### YOUR TASK
Everything in the data below is left aside except the lines from the one containing "positive clicks: (331, 101)" through the one containing "rough mask: <svg"; repeat those exactly.

### RAW DATA

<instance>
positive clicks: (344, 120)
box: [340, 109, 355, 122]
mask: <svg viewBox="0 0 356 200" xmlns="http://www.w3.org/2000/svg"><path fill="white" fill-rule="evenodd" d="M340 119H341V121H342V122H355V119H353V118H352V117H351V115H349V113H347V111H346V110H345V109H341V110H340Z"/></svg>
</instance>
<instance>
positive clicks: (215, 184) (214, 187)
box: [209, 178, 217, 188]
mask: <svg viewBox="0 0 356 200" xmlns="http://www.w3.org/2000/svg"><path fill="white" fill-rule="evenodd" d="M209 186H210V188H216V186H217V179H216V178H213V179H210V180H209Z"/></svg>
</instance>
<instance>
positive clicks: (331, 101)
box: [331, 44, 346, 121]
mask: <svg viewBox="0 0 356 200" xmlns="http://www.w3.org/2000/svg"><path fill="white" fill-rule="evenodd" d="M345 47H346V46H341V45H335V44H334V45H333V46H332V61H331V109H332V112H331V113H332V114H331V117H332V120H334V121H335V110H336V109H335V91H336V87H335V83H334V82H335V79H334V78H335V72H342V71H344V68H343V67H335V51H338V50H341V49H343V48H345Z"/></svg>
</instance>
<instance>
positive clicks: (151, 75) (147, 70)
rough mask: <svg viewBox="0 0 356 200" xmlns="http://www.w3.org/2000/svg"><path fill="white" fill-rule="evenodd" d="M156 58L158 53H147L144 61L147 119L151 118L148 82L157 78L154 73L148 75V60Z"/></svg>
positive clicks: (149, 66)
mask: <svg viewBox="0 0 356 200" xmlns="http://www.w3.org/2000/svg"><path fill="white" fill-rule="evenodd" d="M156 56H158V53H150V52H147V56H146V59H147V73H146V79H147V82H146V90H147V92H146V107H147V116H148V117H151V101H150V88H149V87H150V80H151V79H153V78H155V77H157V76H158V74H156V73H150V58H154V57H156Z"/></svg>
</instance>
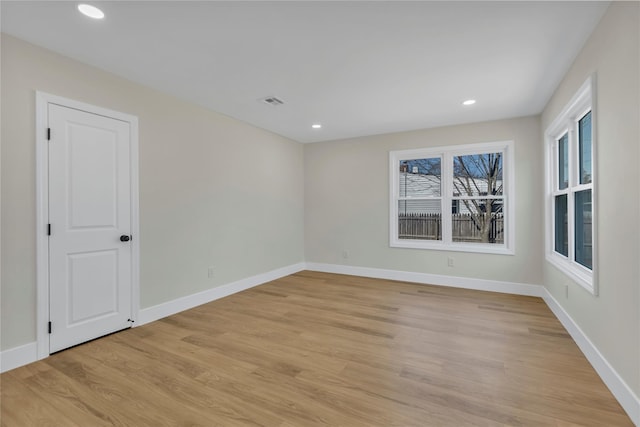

### YOUR SOLUTION
positive clicks: (331, 101)
box: [331, 44, 346, 121]
mask: <svg viewBox="0 0 356 200" xmlns="http://www.w3.org/2000/svg"><path fill="white" fill-rule="evenodd" d="M345 47H346V46H341V45H335V44H334V45H333V46H332V61H331V109H332V112H331V113H332V114H331V117H332V120H334V121H335V110H336V109H335V91H336V87H335V83H334V82H335V79H334V78H335V72H342V71H344V68H343V67H335V51H338V50H341V49H343V48H345Z"/></svg>
</instance>
<instance>
positive clicks: (151, 75) (147, 70)
rough mask: <svg viewBox="0 0 356 200" xmlns="http://www.w3.org/2000/svg"><path fill="white" fill-rule="evenodd" d="M156 58L158 53H147L144 61L147 119L151 118L148 82L157 78L154 73L148 75V60Z"/></svg>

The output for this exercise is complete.